WHAT IS BEING ASKED
Select and copy each line of the data below that contains the word "beach". Matching is case-sensitive.

Coordinate annotation data:
----

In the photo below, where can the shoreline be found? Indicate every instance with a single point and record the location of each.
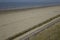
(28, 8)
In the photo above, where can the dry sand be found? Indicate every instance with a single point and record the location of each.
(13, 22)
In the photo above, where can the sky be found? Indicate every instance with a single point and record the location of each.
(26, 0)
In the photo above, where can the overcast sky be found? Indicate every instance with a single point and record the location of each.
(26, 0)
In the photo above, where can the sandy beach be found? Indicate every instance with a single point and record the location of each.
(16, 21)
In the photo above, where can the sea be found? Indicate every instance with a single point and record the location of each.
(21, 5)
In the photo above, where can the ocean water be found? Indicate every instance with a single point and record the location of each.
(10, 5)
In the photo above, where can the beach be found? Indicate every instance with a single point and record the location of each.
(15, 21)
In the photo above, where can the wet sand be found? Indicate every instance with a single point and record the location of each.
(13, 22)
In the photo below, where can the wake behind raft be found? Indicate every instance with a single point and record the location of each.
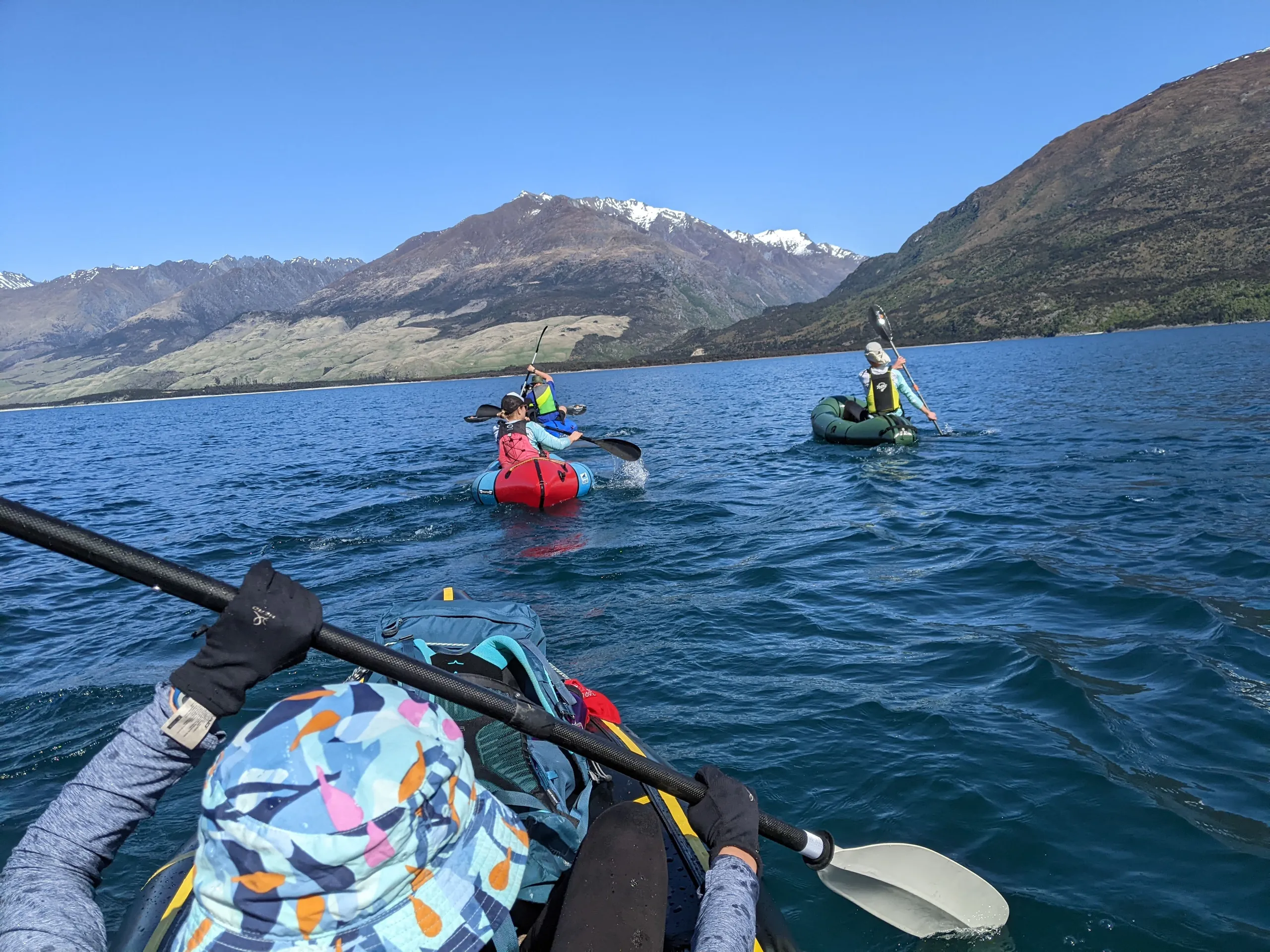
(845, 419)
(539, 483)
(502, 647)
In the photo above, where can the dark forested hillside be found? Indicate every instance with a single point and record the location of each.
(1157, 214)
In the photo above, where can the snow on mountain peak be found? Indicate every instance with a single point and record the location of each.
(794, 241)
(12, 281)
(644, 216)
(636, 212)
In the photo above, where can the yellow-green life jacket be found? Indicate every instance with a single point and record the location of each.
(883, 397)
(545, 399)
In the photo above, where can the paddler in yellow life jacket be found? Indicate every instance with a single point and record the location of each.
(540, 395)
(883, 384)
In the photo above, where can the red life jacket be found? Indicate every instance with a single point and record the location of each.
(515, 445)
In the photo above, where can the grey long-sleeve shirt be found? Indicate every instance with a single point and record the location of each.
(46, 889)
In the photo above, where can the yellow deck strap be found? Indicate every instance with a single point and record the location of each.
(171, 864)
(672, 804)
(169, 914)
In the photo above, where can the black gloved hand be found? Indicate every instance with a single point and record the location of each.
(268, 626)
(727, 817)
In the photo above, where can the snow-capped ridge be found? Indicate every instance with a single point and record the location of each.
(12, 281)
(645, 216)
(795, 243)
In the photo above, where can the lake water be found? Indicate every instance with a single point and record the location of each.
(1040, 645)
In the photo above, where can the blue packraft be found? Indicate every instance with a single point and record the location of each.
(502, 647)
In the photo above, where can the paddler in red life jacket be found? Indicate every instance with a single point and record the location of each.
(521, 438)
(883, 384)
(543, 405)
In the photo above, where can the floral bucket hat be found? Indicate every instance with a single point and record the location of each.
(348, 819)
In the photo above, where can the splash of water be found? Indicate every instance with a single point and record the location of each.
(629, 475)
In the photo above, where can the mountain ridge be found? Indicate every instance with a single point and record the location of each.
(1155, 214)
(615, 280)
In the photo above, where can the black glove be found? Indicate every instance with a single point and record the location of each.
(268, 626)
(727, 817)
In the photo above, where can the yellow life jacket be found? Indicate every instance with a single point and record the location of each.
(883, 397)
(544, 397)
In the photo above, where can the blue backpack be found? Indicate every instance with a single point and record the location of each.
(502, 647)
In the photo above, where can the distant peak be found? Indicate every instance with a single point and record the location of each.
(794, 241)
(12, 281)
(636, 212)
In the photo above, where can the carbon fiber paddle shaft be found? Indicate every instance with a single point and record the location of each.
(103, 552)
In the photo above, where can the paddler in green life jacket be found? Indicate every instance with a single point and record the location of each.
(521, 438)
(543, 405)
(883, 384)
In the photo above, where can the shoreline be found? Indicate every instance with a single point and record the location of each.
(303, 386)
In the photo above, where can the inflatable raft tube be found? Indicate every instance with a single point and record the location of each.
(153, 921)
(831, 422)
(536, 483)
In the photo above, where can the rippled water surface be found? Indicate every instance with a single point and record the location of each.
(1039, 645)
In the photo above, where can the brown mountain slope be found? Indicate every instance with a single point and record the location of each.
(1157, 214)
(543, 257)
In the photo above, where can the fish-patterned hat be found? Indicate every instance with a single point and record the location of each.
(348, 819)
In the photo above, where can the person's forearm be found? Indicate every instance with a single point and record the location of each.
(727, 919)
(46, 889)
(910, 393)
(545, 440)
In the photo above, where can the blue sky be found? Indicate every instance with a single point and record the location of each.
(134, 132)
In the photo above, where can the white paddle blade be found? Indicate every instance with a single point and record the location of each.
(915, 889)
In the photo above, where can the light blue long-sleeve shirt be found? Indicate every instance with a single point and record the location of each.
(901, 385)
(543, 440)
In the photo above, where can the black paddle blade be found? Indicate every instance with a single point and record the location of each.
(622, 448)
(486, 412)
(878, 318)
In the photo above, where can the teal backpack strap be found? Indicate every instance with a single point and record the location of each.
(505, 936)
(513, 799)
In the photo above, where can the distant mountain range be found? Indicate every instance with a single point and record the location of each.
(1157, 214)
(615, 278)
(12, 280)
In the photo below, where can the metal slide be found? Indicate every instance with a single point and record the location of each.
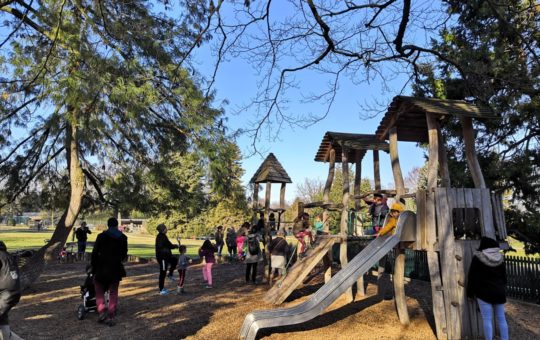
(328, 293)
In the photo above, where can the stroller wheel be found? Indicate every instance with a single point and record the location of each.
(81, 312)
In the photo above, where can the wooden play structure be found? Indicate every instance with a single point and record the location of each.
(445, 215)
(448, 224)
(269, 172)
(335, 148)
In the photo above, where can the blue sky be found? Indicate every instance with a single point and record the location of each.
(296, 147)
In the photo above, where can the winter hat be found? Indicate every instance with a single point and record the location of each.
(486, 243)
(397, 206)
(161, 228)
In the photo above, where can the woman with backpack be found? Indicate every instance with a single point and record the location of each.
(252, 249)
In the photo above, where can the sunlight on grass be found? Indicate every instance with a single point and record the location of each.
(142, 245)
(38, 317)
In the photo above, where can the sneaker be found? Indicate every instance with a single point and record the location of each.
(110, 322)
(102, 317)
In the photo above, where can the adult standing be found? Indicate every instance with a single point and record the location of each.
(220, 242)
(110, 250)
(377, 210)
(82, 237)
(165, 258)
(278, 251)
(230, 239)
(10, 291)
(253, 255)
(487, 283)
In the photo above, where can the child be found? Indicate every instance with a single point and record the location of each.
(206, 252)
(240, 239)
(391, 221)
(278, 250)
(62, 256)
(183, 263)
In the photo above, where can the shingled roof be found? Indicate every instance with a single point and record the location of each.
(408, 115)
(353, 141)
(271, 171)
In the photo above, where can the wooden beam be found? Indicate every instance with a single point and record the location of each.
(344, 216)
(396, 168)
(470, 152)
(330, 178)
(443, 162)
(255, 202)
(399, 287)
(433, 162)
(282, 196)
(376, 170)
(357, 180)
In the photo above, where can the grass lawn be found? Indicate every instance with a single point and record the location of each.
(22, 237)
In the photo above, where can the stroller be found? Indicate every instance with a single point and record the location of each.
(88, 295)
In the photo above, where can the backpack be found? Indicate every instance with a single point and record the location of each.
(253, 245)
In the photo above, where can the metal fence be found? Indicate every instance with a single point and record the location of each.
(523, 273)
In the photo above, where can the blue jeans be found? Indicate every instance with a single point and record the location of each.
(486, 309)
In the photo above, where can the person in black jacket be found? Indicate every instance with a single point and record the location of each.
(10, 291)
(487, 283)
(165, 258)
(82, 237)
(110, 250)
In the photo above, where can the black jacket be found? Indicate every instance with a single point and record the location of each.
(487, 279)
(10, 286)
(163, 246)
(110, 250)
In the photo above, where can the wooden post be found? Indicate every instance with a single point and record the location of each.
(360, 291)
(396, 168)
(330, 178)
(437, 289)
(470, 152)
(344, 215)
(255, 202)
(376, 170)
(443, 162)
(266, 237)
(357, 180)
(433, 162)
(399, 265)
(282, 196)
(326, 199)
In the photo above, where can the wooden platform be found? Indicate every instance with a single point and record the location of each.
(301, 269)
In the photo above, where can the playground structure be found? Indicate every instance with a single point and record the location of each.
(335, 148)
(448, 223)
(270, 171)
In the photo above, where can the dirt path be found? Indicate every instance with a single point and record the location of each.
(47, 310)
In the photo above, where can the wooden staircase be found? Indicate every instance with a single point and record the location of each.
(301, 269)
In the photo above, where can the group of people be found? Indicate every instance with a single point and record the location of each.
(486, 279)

----

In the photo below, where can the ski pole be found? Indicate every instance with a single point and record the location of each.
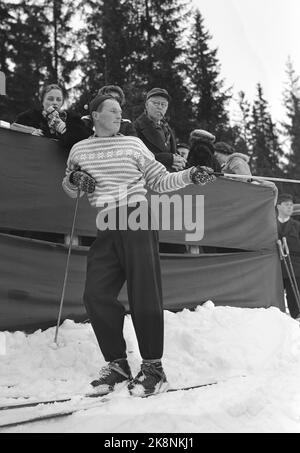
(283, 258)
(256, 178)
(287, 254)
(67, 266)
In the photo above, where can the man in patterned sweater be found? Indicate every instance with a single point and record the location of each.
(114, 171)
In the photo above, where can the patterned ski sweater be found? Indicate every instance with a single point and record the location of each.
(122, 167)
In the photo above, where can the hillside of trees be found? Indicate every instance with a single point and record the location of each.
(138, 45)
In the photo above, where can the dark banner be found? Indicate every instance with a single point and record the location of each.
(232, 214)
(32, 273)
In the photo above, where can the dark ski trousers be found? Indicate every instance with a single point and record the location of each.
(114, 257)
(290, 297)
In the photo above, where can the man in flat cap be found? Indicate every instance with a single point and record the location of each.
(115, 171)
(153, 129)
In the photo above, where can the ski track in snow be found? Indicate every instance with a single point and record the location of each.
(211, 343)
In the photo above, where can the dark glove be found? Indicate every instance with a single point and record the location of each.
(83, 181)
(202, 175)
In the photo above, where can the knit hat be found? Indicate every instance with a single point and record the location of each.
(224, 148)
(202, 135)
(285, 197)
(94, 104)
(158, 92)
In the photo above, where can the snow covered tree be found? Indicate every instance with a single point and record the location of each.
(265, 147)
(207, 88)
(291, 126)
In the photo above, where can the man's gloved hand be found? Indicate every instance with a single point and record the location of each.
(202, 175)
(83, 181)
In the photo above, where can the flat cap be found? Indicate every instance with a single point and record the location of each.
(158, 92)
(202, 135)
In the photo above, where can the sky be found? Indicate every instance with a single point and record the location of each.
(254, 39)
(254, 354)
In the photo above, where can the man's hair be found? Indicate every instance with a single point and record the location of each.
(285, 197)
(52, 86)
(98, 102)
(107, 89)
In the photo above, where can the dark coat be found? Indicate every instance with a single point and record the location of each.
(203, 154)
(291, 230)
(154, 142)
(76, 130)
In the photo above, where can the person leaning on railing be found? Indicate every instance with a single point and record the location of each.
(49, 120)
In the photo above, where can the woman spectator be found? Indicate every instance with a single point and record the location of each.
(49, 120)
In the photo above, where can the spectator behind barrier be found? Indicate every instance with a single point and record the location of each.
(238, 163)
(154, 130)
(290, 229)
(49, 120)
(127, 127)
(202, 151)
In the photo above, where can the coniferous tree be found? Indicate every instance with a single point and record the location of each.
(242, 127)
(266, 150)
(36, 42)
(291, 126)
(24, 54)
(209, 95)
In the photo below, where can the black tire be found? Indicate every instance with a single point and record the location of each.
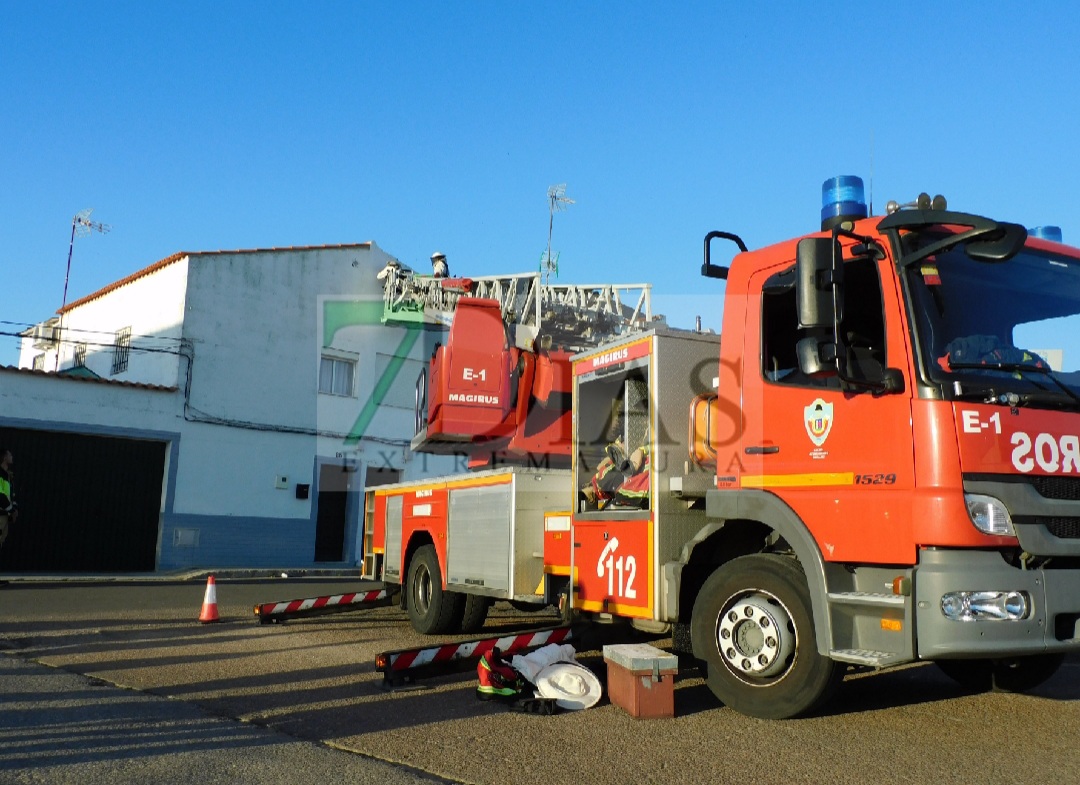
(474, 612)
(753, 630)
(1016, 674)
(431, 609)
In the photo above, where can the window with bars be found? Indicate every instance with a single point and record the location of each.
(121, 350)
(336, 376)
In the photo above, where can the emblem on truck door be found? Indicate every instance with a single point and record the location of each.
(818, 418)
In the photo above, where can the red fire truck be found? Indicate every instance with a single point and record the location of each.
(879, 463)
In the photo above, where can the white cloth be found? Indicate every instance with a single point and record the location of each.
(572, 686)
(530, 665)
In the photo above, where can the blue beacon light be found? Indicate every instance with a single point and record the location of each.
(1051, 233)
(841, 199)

----

TASK SOLUTION
In the photo above, where can the sandy beach be found? Indicate every instance with a single point and record the location of each.
In the photo above, where can the beach be found? Indicate every instance with a single point and record the location of each.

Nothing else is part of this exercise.